AVAILABLE DATA:
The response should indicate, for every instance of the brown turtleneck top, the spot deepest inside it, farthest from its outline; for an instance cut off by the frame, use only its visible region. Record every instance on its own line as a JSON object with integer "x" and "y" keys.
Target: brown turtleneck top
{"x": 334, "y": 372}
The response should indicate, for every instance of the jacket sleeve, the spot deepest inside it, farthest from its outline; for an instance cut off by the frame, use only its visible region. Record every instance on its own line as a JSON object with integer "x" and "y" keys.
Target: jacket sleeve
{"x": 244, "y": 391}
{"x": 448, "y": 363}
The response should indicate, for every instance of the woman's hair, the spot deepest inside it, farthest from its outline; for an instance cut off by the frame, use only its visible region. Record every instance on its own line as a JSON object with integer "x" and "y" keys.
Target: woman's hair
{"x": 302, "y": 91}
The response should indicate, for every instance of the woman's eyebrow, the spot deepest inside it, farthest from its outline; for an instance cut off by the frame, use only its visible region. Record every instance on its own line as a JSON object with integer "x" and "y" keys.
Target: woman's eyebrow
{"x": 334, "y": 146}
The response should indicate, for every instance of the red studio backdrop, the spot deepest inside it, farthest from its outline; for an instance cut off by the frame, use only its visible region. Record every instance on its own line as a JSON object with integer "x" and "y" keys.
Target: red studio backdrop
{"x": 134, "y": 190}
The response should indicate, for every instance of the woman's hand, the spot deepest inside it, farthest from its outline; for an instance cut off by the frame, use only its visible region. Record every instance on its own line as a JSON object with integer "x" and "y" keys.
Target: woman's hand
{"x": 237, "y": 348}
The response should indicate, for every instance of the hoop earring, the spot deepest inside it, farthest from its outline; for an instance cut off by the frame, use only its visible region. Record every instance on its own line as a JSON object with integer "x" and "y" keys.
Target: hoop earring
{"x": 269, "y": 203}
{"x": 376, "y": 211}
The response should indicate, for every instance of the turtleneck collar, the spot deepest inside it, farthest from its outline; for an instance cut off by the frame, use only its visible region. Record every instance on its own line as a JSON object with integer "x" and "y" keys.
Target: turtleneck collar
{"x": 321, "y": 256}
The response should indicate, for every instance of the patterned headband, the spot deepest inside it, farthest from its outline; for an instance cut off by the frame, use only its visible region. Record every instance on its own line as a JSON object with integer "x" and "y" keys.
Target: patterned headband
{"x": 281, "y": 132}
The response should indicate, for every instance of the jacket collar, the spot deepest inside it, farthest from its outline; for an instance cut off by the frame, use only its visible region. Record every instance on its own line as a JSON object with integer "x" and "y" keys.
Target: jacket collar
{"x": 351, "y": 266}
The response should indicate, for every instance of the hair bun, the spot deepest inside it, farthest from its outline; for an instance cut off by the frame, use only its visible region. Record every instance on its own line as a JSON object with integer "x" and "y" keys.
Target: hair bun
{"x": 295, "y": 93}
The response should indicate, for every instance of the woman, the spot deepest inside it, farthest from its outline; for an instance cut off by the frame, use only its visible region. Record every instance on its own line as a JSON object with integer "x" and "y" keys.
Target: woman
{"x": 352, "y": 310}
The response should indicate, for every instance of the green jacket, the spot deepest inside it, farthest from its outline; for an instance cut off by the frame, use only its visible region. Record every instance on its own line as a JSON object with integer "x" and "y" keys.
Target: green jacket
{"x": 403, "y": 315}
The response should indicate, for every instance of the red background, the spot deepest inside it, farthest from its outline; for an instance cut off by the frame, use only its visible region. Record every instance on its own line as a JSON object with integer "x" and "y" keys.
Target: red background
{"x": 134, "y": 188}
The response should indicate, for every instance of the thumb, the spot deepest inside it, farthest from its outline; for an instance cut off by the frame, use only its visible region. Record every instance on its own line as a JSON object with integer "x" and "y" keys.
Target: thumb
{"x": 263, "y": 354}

TASK TO COMPLETE: Extract all the material, leaving every line as it is.

TASK RESULT:
The response should indicate, for every instance of the brown turtleneck top, the spot deepest inside it, farthest from its outline; for an instance cut off by the frame, use only its visible region. Record every instance on its own line as a JSON object with integer "x" and "y" keys.
Target: brown turtleneck top
{"x": 334, "y": 372}
The response should indicate, for every instance of the jacket sleeve, the spot deepest inside it, farthest from its outline; for an instance cut off by the frame, use only its visible region. Record every instance on its own line as a JSON object with integer "x" and "y" keys.
Target: jacket sleeve
{"x": 244, "y": 391}
{"x": 448, "y": 363}
The response should indicate, for every instance of the woman's hair, the spot deepest inside it, farthest from its outline; for an instance cut off by the frame, use only its visible region. Record every instance on its own line as a JSON object with integer "x" and "y" keys.
Target: woman's hair
{"x": 302, "y": 91}
The response should indicate, for every instance of the woman's eyebrow, the spot deepest inside it, farthest from its outline; for an instance cut off by the frame, use only its visible region. Record every instance on its own line as a JSON object with integer "x" and "y" keys.
Target: woman's eyebrow
{"x": 334, "y": 146}
The response should indicate, for every instance of the red studio backdrop, the spot deepest inside it, farthest from its outline; for an instance cut off by the frame, use only its visible region. Record every instance on its own line as a JSON object with integer "x" and "y" keys.
Target: red studio backdrop
{"x": 134, "y": 190}
The response should indicate, for every instance of the woman's hand, the spot deepest inside it, farthest from its outline; for an instance cut off by the frame, use only its visible region. Record every instance on its own line as a JSON object with integer "x" and "y" keys.
Target: woman's hand
{"x": 237, "y": 348}
The response should indicate, for every instance of the hoop earring, the spot deepest inside it, farthest from its outline; for an instance cut off by the frame, use only its visible region. Record every instance on its own line as a JSON object with integer "x" and "y" keys.
Target: hoop earring
{"x": 269, "y": 203}
{"x": 376, "y": 211}
The response should indicate, for every instance of the turtleneck collar, the spot deepest inside it, farthest from its outline; for an instance cut off by the frame, use only its visible region. Record every instance on its own line as a JSON object with integer "x" and "y" keys.
Target: turtleneck collar
{"x": 321, "y": 256}
The response should indicate, for every instance of the patterned headband, the spot deepest inside it, farthest from its outline; for an instance cut off by the frame, use only its visible region. Record every instance on its own line as a JSON object with integer "x" and "y" keys.
Target: patterned headband
{"x": 281, "y": 132}
The response should indicate, for every instance of the jacket collar, the spot deepest inside it, farthest from its outline; for an instance cut off by the frame, use only its visible region. Record every instance on its own line as a JSON object with integer "x" and "y" keys.
Target: jacket collar
{"x": 351, "y": 266}
The response should indicate, for every instance of the hair bun, the spot deepest inside it, farthest from its outline; for an instance cut off by the frame, use only its visible region. Record every instance on its own line as a JSON object with integer "x" and "y" keys.
Target: hair bun
{"x": 295, "y": 93}
The response should indicate, for every instance of the woman, the spot deepest inside it, farthest from its outline; for an instance cut off by the frame, use only its visible region. Record every instance on its own line as a JSON object with integer "x" and "y" keys.
Target: woman
{"x": 352, "y": 310}
The response should indicate, for every instance of the green jacket, the spot deepest inside it, farthest from its outline; for an instance cut off by the frame, use only its visible region. Record every instance on its own line as a JSON object with integer "x" and "y" keys.
Target: green jacket
{"x": 403, "y": 315}
The response should indicate, for every instance of the red background, the spot deepest inside it, farthest from its outline; for an instance cut off by the frame, use only its visible region. Record every instance on its own line as a JSON object with integer "x" and "y" keys.
Target: red background
{"x": 134, "y": 188}
The response should indicate, for every instance of the thumb, the spot deepest inside it, farthest from its outline; for an instance cut off by the frame, use only its visible region. Record every instance on its own line as a JSON object with integer "x" and "y" keys.
Target: thumb
{"x": 263, "y": 354}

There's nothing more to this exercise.